Text section ->
----

Reflection on Art

Reflection on Batoni´s and Trémolières´ paintings

  • Marina Boon - Faculty of Mathematics and Natural Sciences
  • Sietske Doorenbos - Faculty of Medicine
  • Evelien Zantingh - Faculty of Mathematics and Natural Sciences

Main page: The Fall of Simon Magus The Story of Simon Magus

To be able to compare the paintings of Batoni and Trémolières (a copy of Vanni´s original) on the same subject, a short reflection on both paintings is given below. The paintings are described paying attention to the style and the visual aspects. Also some general information about the paintings is given.

Contents
Batoni´s work
Trémolières´ work
Sources

Batoni´s work


This painting was made by Pompeo Batoni, the best appreciated painter in the eighteenth century. Batoni started painting his masterpiece in 1745 and the painting was finally finished in 1755. The dimensions of the unframed painting are unknown (estimation 2m x 3.3 m) and the used technique is oil on canvas [1]. The canvas is currently located in the Santa Maria degli Angeli in Rome.

----

What to do ->
Using the reflection on the two paintings, answer:
(a) Which faculty is Sietske Doorenbos listed under?
(b) Trémolières' painting is a copy of whose original?
(c) Where is Batoni's canvas currently located?
The material has nothing to do with the reflection on the two paintings.

----

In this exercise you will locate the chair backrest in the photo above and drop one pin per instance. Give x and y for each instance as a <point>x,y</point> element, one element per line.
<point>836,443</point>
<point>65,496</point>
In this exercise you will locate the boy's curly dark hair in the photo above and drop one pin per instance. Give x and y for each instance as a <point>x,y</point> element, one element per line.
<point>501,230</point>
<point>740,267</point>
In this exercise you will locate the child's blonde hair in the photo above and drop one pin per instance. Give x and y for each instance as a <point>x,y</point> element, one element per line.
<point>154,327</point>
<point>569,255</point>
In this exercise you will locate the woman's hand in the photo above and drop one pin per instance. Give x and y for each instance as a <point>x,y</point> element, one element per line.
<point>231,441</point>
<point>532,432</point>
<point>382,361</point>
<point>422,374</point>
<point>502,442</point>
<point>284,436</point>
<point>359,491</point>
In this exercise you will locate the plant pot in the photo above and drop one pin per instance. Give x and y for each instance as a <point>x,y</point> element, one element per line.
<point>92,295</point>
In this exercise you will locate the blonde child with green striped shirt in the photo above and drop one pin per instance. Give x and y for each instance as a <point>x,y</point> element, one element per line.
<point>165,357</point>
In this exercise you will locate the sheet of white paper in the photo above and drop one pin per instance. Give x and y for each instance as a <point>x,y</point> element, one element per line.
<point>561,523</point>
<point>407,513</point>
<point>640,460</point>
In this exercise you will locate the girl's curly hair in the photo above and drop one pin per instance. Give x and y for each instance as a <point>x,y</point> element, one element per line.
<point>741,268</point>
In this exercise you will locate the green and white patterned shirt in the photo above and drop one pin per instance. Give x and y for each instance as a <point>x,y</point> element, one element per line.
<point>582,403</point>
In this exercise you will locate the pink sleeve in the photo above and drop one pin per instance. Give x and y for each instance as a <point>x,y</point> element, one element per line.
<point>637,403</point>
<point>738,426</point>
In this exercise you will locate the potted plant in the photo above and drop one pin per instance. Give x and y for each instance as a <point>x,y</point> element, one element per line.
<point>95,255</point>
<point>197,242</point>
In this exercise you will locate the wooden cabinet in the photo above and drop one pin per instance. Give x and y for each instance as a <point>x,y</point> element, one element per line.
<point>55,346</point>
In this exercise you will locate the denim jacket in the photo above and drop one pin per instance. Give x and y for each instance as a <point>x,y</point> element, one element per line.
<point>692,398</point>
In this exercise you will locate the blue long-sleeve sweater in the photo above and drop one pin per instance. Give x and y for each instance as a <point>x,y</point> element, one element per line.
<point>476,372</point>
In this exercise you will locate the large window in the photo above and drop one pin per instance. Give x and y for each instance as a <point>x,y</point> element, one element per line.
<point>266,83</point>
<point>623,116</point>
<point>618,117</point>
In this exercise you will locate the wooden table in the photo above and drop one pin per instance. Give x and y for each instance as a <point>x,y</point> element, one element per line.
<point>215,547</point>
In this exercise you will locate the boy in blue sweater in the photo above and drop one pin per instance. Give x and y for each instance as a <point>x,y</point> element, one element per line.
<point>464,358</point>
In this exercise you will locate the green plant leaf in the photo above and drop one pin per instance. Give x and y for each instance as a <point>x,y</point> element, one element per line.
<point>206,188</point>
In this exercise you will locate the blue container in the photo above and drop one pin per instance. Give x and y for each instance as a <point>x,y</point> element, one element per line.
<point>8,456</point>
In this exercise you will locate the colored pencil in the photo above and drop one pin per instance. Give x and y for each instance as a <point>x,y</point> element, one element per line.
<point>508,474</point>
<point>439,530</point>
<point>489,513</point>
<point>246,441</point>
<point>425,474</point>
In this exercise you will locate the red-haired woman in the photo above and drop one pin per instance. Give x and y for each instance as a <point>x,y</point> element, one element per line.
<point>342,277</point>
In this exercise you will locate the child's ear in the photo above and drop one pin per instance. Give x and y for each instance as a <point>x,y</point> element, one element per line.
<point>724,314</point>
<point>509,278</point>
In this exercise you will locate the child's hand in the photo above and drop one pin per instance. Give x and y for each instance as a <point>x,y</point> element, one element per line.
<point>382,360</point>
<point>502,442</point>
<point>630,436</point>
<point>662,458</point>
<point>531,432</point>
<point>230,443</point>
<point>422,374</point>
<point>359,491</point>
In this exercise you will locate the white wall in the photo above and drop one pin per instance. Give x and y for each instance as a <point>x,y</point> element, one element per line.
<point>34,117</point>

----

Solution to this task ->
(a) The Faculty of Medicine
(b) Vanni's
(c) In the Santa Maria degli Angeli in Rome